[START OF TEXT TO READ]

In March 2019, Italy became the first G7 nation to sign onto China’s Belt and Road Initiative. The Belt and Road Initiative is China’s companion strategy to Made In China 2025. If MIC25 is intended to grow domestic industries, BRI was meant to spread those industries across the world.

The Belt and Road Initiative is a broad collection of infrastructure construction projects performed in member nations. Countries sign up to have Chinese companies build roads, railroads, pipelines, ports, and power grids, all financed by Chinese banks. Over 60 countries have signed up since it was announced in 2013.  Most member nations lie along the Silk Road—the ancient trade route that connected China to Europe. Using modern technology, China is making these old routes commercially viable again, integrating heretofore economically isolated and infrastructure deficient central Asian nations into a common trade enterprise. BRI also includes nations found along the ancient maritime Silk Road, which opened after the land route and ran through the Indian Ocean. Now even a 21st century version has been added. The Polar Silk Road, which runs through the Arctic Ocean north of Russia, has opened up due to melting ice caps. It has the potential to shave weeks off ocean transit between China and Europe.

[END OF TEXT TO READ]

### WORK INSTRUCTIONS
Return the stretch of the Belt and Road passage from "In March 2019, Italy" through "across the world.", word for word. The items after this point have nothing to do with the Belt and Road passage.

[START OF RECORD EXCERPTS]

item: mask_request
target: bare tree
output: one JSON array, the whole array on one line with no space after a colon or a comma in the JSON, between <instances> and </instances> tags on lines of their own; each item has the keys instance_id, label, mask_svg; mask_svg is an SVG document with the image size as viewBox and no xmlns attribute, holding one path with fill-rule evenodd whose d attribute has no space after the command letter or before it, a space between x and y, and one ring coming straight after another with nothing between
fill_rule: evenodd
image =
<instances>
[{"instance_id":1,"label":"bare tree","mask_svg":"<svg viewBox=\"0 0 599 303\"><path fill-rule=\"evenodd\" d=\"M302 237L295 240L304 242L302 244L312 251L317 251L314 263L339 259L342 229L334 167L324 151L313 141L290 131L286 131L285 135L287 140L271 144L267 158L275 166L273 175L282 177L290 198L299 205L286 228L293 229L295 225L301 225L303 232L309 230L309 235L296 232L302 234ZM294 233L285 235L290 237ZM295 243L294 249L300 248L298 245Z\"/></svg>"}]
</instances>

[END OF RECORD EXCERPTS]

### SOLUTION TO THIS PROBLEM
In March 2019, Italy became the first G7 nation to sign onto China’s Belt and Road Initiative. The Belt and Road Initiative is China’s companion strategy to Made In China 2025. If MIC25 is intended to grow domestic industries, BRI was meant to spread those industries across the world.